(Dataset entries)
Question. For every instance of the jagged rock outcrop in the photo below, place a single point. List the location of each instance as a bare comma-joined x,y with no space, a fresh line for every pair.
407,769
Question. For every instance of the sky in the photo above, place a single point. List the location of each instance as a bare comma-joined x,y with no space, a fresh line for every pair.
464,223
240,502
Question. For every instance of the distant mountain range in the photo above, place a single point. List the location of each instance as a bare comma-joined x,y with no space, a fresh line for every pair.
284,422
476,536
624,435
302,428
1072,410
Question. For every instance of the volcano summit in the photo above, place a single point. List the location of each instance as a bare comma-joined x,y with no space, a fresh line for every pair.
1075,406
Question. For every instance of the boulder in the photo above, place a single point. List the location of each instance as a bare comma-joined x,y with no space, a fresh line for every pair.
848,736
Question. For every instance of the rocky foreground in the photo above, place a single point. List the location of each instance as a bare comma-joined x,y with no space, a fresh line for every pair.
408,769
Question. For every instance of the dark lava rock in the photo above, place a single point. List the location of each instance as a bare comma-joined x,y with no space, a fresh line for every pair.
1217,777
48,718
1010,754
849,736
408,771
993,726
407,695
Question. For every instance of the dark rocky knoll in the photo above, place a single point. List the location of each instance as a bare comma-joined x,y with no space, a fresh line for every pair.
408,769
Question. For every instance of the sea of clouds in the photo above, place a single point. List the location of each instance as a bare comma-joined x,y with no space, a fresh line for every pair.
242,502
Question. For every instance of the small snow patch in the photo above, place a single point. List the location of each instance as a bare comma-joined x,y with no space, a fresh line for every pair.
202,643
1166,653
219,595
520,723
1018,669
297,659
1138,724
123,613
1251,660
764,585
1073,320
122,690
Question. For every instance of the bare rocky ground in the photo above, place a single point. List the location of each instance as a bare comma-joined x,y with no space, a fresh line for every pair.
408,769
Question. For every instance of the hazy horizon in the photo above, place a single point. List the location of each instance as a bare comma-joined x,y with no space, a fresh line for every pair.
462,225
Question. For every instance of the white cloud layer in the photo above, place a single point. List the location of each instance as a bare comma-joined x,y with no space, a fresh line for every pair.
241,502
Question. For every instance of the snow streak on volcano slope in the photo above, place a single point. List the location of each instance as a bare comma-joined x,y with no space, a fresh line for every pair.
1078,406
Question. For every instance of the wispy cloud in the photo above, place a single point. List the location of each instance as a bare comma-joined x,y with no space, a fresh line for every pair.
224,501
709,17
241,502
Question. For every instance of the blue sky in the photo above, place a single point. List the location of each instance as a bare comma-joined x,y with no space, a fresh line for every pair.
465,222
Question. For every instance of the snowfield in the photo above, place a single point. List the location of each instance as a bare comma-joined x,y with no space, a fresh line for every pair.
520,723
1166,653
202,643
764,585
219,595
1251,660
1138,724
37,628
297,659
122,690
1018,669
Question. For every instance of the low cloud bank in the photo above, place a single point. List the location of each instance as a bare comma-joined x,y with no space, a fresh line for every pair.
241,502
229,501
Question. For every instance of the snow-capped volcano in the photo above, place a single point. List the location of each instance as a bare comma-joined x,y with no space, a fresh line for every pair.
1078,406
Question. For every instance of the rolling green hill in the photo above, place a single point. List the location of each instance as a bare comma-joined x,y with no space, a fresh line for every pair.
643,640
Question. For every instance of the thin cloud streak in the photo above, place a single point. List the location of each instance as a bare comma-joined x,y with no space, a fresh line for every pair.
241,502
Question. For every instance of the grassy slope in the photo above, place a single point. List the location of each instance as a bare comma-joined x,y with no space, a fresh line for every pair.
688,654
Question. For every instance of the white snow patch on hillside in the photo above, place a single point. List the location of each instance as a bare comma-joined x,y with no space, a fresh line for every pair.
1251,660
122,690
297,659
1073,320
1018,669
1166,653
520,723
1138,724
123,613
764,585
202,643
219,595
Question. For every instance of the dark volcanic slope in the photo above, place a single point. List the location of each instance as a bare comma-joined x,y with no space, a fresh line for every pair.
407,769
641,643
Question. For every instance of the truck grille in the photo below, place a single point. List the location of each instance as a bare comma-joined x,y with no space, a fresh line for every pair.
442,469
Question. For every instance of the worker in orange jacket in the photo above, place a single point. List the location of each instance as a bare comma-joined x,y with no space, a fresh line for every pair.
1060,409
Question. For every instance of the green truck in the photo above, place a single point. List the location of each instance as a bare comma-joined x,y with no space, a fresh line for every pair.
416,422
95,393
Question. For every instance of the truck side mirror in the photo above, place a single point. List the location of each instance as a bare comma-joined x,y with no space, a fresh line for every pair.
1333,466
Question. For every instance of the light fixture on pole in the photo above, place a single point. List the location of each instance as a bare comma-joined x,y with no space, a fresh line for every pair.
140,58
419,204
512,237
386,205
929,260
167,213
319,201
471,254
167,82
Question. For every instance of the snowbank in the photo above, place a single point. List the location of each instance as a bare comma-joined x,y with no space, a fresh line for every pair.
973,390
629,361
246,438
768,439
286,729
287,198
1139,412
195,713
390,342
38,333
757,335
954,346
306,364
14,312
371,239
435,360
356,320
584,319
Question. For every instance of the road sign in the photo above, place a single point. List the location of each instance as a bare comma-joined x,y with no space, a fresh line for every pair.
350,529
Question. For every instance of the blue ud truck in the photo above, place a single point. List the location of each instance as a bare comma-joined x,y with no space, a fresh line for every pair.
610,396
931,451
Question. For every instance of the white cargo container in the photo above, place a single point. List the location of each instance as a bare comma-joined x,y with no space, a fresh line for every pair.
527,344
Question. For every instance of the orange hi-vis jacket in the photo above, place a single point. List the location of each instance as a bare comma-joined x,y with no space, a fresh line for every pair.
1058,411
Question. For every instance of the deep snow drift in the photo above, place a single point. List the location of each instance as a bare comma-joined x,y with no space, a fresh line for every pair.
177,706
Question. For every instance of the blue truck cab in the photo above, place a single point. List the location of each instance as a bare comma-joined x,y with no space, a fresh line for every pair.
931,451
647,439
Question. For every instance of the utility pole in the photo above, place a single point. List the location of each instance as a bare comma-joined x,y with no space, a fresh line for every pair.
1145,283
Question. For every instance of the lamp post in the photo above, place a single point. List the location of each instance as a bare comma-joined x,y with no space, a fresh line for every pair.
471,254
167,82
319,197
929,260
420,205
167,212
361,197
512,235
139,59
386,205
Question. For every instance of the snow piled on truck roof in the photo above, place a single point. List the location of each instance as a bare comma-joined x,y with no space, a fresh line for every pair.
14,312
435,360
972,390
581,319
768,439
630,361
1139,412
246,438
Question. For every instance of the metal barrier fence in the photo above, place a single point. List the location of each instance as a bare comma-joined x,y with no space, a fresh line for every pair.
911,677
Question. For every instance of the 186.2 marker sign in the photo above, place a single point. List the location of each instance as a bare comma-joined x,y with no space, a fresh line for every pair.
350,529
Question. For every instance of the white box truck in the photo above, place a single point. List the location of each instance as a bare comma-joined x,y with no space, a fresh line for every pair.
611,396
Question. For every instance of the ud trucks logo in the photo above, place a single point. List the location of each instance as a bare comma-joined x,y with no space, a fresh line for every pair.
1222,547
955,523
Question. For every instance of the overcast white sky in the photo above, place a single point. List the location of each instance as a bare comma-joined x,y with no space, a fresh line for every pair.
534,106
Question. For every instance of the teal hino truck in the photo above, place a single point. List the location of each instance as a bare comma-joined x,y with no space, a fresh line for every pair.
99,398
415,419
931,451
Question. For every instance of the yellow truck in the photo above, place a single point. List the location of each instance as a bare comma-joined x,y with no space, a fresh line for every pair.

**AIM OF THE EXERCISE:**
Output the records in full, keeping them exactly as they are.

**ANSWER SPACE:**
Question. For every instance of the jagged rock outcrop in the photo below, place a single point. List the location of each instance as a bare comma-joined x,y with no space, a fresh line for every pair.
407,769
Question. For every instance of the sky in the photo above, place a single point. List the location of each instance as a bare comma-joined x,y with no space, a fresh line for every pair.
464,223
240,502
Question. For every instance of the distant mountain range in the photo above, place a single point. List the location of each instance as a bare comma-joined x,y with no space, a fresh line for every pair.
284,422
476,536
624,435
302,428
1072,410
Question. For every instance of the volcano summit in the photo above, place a single point. List the location of each instance as a bare comma-joined x,y with no space, a fresh line for every pair.
1075,406
Question. For every instance of the boulder in the photo above, place a single point. List the location of each instance as a bare comma-joined x,y with no space, a fresh line for every pair.
848,736
Question. For every instance of the rocky foreground in the photo above, place a single point. List the location of each instance as a bare comma-joined x,y with no space, a fresh line for every pair.
408,769
Question. For every instance of the dark lava rock in the photo above, place a single point. List the location of each instance as a bare comma-joined x,y with no space, a fresh line for every pair.
1217,777
48,718
1010,754
849,736
408,771
993,726
407,695
Question. For every instance of the dark rocky knoll in the photo above, place a single point. List the location of each instance as a bare comma-joined x,y with no space, a fresh line for every pair.
408,769
Question. For every instance of the sea of clouds in the photo above, place a single point. List the location of each instance as a bare comma-joined x,y with no space, a fresh line for every pair.
242,502
Question. For every instance of the small snow patch in the photo above, place a single point. List the location of each instance as a bare comma-joined x,y with no space, a fresh line for every pair.
202,643
1166,653
219,595
520,723
1018,669
297,659
1138,724
123,613
1251,660
764,585
1073,320
122,690
Question. For every instance of the bare rocky ground in the photo above, place a single point. List the location of each instance as a bare comma-joined x,y with no space, a fresh line for every pair.
408,769
Question. For every instance of the hazy horizon in the photo above, place a single point. List the location of each instance as a bare comma-joined x,y with no space, a fresh line for every pair.
462,225
Question. For every instance of the white cloud layer in the photo above, place a single point. List the location of each instance as a bare comma-joined x,y with no space, a fresh line for every pair.
241,502
Question. For every instance of the snow streak on volcano slope in the photo above, place a single point. List the location of each instance as a bare comma-joined x,y with no space, a fresh line for every pair.
1078,406
Question. For every instance of the wispy cloud in the photo above, place a single point. List the location of each instance as a bare comma-joined x,y with no space, a fresh line for every pair.
224,501
709,17
241,502
Question. For every instance of the blue sky in the photo above, place a single point. List the location of each instance as a bare comma-joined x,y with no space, a fresh line for every pair.
465,222
Question. For every instance of the snowfield in the photo above, place a single point. List the location of each instance as a bare comma-joined x,y with no space, a fresh line for every pair.
520,723
1166,653
202,643
764,585
219,595
1251,660
1138,724
37,628
297,659
122,690
1018,669
Question. For every instance of the low cloud bank in the photo above, place a single point. List the location of each instance as a bare comma-joined x,y with no space, a fresh line for every pair.
241,502
229,501
Question. For every instance of the snow-capped volcano in the photo above, place a single point. List the location of each instance as a bare comma-joined x,y with no space, a fresh line for every pair.
1078,406
Question. For every instance of the rolling green hill in the photo above, place a single point. List the location of each instance as a bare comma-joined x,y with no space, a fresh line for every pair.
643,640
Question. For every instance of the thin cloud streak in the photo above, place a single point. List the location of each instance as a bare comma-joined x,y with no space, a fresh line for every pair.
241,502
Question. For every instance of the grassy slope in the photo above, place a single point. List the location of each instance as a bare comma-joined x,y with no space, a fresh line for every pair.
688,654
Question. For every instance of the white snow patch on hillside in the photo above, place a single point. List the location of each instance as a bare comma-joined x,y with no space, a fresh line for every pair.
1251,660
122,690
297,659
1073,320
1018,669
1166,653
520,723
1138,724
123,613
764,585
202,643
219,595
Question. For every instance of the dark volcanic slope in the photo above, place a single point. List the location of each instance as a bare comma-joined x,y with no space, a fresh line for every pair.
407,769
641,643
Question. For every instance of the truck grille in the photo below, place a single point. List the location of each instance as a bare comma-joined x,y with no space, a fresh line for every pair.
442,469
Question. For every instance of the worker in orange jacket in the photo above, place a single point. List the location of each instance as a bare comma-joined x,y with no space, a fresh line for every pair.
1060,409
Question. For every instance of the green truck in the photo above, place a single point. List the location of each instance as a bare comma-joined x,y with no space, a fresh line for every pair.
416,422
95,393
Question. For every instance of the truck side mirror in the photo above, place a single point. List the location of each instance as a bare comma-joined x,y with no space, a fresh line for every pair.
1333,466
Question. For every instance of the light fixture on pole in the photo above, place a single point. List the location of each instance as a bare comma-joined x,y with no space, a fresh line for every pair.
140,58
419,204
512,237
386,205
929,260
167,213
319,201
471,254
167,82
Question. For every instance of the snowbank in the photo above, place a single point. List the location of each instance as a bare comma-joined x,y with no space, a fresh line for every pair.
973,390
629,361
246,438
768,439
286,729
287,198
1139,412
195,713
390,342
38,333
757,335
954,346
306,364
14,312
371,239
435,360
356,320
584,319
Question. For every instance of the road sign in the photo above, place a single point. List the location of each instance as a bare comma-joined x,y with no space, a fresh line for every pair.
350,529
Question. For every instance of the blue ud truck in the photo above, place a single point. List the location of each instance as a bare comma-joined x,y with no space, a fresh line for every pair.
610,396
931,451
Question. For every instance of the white cargo container in the photo above, place a single point. List the location of each instance as a bare comma-joined x,y with no space, a fresh line for every pair.
527,344
Question. For every instance of the orange hi-vis jacket in the photo above, place a single point. List the location of each instance as a bare comma-joined x,y with no space, a fresh line for every pair.
1058,411
Question. For every instance of the deep snow drift in the photo above, place a single point. List the location of each instance as a bare comma-joined x,y with no space, a fresh line for every pair.
177,706
Question. For every instance of the blue truck cab in the photo above, place a single point. List the location of each instance as a bare comma-joined x,y with no space, a fresh line for every pair.
931,451
647,439
Question. For every instance of the utility pole in the photo above, place a single point. List the location of each instance as a bare comma-joined x,y with no space, a fresh line for every pair.
1145,283
Question. For every instance of the lamp post in the photo above, place a single point. List the location of each instance as a bare comma-joined x,y with no space, a fresh line for every pair.
471,254
167,82
319,197
929,260
420,205
167,212
361,197
512,235
139,59
386,205
Question. For every instance of the snow piled on truck roof in the photo above, place a single point. List the location of each instance as a bare comma-joined x,y with no space, a fresh line for every pair.
14,312
435,360
972,390
581,319
768,439
630,361
1139,412
246,438
Question. For every instance of the metal barrier fence in the photo above, place a single point. List the location of each instance as a bare comma-joined x,y with no space, a fresh line for every pair.
911,677
Question. For every instance of the 186.2 marker sign in the photo above, place a single point. List the location of each instance as a bare comma-joined x,y with no space, a fresh line for every pair.
350,529
Question. For every instance of the white box truck in the photo above, place a single point. List the location of each instance as a bare comma-joined x,y with no space, a fresh line for every pair.
611,396
Question. For every instance of the ud trucks logo in the photo above, place a single point. List the location of each instance as a bare comma-joined x,y with no space, a fresh line for every pair.
1222,547
955,523
Question. For every instance of the overcast white sky in the photo above, place a single point. List the location of each instance as a bare comma-joined x,y with no space, a fresh line for every pair.
534,106
Question. For every instance of the teal hino truck in the photo above, place a single point. List the location of each instance as a bare comma-joined x,y with no space, a fresh line for every pair.
99,398
415,419
931,451
Question. For every instance of the yellow truck in the photo above, place a single point. List the location of each instance as a bare comma-joined x,y with no space, a fresh line for every pair.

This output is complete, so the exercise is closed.